» Challenge A:
Say whether each statement below agrees with the Clean Water Act text. Answer yes or no for each, and quote the deciding words of the text exactly.
(i) The House version would reauthorize the EPA program addressing nonpoint source pollution for the first time in 30 years.
(ii) The legislation Lara Beaven reports on is backed by only one party.
(iii) The Federal Clean Water Act is nearing its 100th anniversary.

Baby Steps toward a Clean Water Act that makes sense?

In the easily forgotten movie What About Bob? the fictional Dr. Leo Marvin achieves celebrity with his book, Baby Steps, in which he advises that no challenge is too great if one can take baby steps toward conquering it.

If that philosophy makes sense to you, you'll be happy to read Lara Beaven's report in Inside EPA about bipartisan legislation to improve certain very specific aspects of the Federal Government's multi-faceted program to protect our nation's water.  Ms. Beaven reports that the House version would, for the first time in 30 years, reauthorize the EPA program to address nonpoint source pollution.  Of course that begs the question of what exactly is "nonpoint source pollution" in the era of the Supreme Court's "functional equivalence" test and the wave of citizens suits following it.

If you're a "glass is half full" person, you're glad to see any evidence of bipartisanship in Congress, particularly on an environmental issue.  Perhaps this is a baby step toward comprehensively refreshing the Federal Clean Water Act as we approach its 50th anniversary, resolving controversies that have gone on for decades, bringing the law into the 21st century, and providing certainty to the regulated community.

» Exercise inputs:
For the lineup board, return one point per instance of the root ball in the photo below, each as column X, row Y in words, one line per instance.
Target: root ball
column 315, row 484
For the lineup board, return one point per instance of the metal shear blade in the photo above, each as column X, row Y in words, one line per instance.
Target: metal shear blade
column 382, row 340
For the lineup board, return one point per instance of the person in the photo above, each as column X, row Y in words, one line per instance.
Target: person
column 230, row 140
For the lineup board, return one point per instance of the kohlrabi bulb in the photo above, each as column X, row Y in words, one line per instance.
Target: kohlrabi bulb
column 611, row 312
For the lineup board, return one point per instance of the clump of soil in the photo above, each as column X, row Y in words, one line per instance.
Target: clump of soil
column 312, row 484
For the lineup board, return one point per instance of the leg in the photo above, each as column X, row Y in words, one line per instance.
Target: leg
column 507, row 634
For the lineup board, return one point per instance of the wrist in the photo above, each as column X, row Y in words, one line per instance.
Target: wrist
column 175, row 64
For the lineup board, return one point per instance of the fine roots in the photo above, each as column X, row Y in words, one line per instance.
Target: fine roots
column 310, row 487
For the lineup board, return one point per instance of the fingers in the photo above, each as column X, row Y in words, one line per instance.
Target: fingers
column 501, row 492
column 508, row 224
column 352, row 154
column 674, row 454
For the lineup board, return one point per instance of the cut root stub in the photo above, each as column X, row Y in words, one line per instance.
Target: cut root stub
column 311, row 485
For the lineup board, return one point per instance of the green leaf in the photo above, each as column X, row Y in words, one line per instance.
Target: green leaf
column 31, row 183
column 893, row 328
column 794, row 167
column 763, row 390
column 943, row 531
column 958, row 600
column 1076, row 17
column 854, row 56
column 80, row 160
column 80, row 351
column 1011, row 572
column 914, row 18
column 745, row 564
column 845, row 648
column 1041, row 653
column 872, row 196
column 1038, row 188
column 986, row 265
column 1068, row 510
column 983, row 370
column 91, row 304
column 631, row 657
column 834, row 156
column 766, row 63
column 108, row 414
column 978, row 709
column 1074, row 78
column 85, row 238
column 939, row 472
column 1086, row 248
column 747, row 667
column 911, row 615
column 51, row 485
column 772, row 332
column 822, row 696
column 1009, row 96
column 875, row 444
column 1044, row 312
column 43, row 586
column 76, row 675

» Challenge B: Copy the stretch of the records from their start through the line containing "column 315, row 484", with both ends included.

» Correct result A:
(i) Yes: "for the first time in 30 years, reauthorize the EPA program to address nonpoint source pollution"
(ii) No: "bipartisan legislation"
(iii) No: "as we approach its 50th anniversary"

» Correct result B:
For the lineup board, return one point per instance of the root ball in the photo below, each as column X, row Y in words, one line per instance.
Target: root ball
column 315, row 484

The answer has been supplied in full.